▶ About this exercise
Every line of the records below from the line with "of the driftwood" up to and including the line with "Query: driftwood" must be reproduced exactly, and no line outside that range.

▶ Material provided
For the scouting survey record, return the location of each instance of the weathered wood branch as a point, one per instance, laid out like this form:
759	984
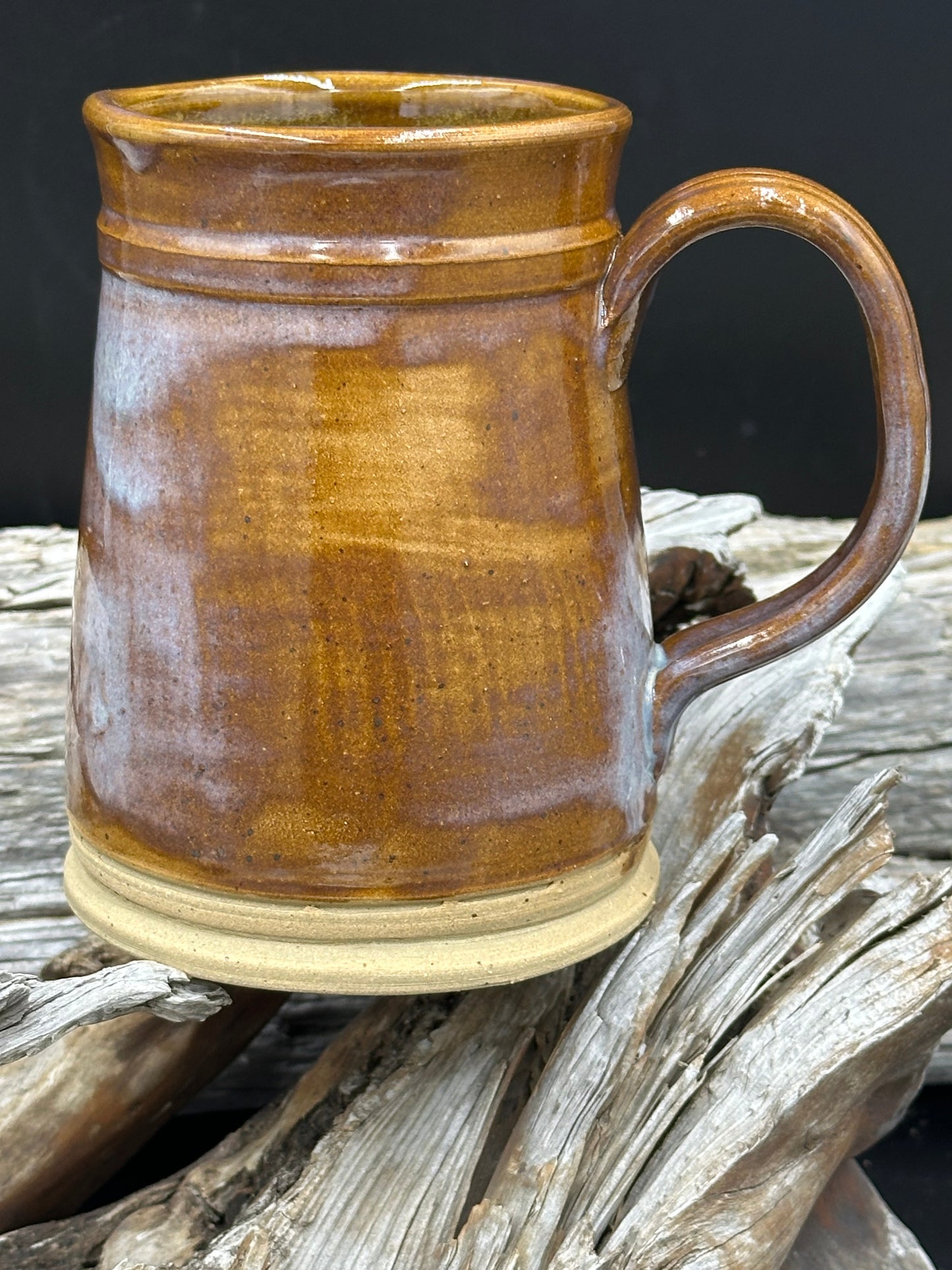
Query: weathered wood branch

--

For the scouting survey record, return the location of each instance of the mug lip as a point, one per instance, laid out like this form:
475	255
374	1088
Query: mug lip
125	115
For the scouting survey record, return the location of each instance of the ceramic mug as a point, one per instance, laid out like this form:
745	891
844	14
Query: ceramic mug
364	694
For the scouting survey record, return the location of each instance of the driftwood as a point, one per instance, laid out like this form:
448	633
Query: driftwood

▶ The completed task
For the scouting survey record, return the location of each instance of the driftwood as a point, one per instance, laid out like this form:
448	633
Query: driftwood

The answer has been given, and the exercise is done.